### Testo del documento ###

Esterno Notte di Marco Bellocchio

È stata finalmente annunciata la data d’uscita di Esterno Notte, la nuova serie tv scritta e diretta da Marco Bellocchio. L’opera, che sarà presentata al Festival di Cannes nella sezione Première, arriverà inizialmente come film nelle sale diviso in due parti, la prima il 18 maggio, la seconda il 9 giugno 2022 e solo in autunno vedrà la sua trasposizione in formato seriale su RAI 1.

Scritta da Marco Bellocchio, Stefano Bises, Ludovica Rampoldi, Davide Serino, e diretta da Marco Bellocchio, con nel cast Fabrizio Gifuni nei panni di Aldo Moro al quale si affiancheranno Margherita Buy, Toni Servillo, Fausto Russo Alesi, Gabriel Montesi e Daniela Marra.

### Dati forniti ###

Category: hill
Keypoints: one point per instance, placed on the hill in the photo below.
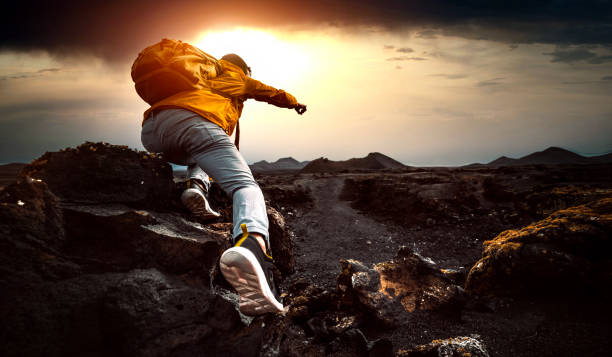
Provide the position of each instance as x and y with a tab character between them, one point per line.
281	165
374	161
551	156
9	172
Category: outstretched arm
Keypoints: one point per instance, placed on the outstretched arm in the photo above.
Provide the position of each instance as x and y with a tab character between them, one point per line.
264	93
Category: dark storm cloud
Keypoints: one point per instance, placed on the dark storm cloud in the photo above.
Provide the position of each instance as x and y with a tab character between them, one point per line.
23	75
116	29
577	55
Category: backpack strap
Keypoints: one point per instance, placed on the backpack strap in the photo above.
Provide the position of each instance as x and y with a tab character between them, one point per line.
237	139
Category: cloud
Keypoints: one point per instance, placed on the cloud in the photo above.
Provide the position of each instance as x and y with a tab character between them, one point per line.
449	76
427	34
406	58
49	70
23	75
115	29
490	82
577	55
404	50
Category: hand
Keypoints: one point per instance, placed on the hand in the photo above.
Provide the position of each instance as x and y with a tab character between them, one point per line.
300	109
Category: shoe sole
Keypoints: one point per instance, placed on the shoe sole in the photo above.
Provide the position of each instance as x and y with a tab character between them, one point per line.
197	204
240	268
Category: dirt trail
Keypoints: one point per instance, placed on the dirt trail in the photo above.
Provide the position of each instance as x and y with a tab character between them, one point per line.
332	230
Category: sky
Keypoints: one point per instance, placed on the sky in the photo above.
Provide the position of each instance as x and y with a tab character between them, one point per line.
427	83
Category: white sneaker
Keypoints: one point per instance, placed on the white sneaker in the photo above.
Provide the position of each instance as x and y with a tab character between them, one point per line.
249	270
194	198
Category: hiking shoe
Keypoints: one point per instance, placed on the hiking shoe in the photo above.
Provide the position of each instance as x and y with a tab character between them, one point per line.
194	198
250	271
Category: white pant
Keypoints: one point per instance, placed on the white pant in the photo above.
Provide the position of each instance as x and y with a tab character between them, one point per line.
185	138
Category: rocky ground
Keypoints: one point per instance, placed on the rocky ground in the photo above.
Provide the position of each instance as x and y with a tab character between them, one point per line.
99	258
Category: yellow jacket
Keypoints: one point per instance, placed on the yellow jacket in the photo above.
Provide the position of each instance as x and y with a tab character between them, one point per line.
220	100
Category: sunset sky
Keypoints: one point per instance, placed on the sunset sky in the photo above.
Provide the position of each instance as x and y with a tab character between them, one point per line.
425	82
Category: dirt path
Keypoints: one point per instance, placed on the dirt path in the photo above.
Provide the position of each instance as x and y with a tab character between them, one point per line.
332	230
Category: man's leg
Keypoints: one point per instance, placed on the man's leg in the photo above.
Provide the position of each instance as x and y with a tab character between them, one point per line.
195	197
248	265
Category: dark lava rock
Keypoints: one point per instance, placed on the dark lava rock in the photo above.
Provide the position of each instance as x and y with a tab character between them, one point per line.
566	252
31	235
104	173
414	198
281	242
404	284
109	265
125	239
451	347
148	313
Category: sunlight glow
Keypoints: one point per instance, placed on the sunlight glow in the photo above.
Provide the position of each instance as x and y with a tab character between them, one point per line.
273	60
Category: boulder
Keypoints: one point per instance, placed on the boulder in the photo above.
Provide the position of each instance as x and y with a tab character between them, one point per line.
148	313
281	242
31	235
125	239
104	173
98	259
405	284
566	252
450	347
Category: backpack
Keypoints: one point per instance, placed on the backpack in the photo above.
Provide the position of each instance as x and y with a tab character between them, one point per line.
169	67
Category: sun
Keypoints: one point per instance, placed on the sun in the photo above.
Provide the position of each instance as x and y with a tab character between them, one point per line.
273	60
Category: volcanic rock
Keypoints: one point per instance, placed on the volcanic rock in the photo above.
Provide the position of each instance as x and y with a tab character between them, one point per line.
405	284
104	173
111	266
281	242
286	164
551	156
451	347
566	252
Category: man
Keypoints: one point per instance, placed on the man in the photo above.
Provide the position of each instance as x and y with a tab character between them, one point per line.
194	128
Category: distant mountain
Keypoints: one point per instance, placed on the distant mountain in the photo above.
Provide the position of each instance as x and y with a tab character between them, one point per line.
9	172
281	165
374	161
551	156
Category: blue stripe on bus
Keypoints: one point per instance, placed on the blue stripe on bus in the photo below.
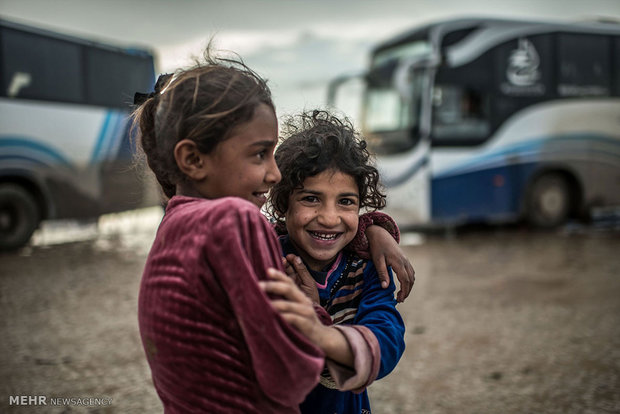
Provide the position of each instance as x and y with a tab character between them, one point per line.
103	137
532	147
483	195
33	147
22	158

###

Il compito: Indica in quale sezione del Festival di Cannes sarà presentata l'opera secondo il testo su Esterno Notte.

Risposta qui sotto: Nella sezione Première.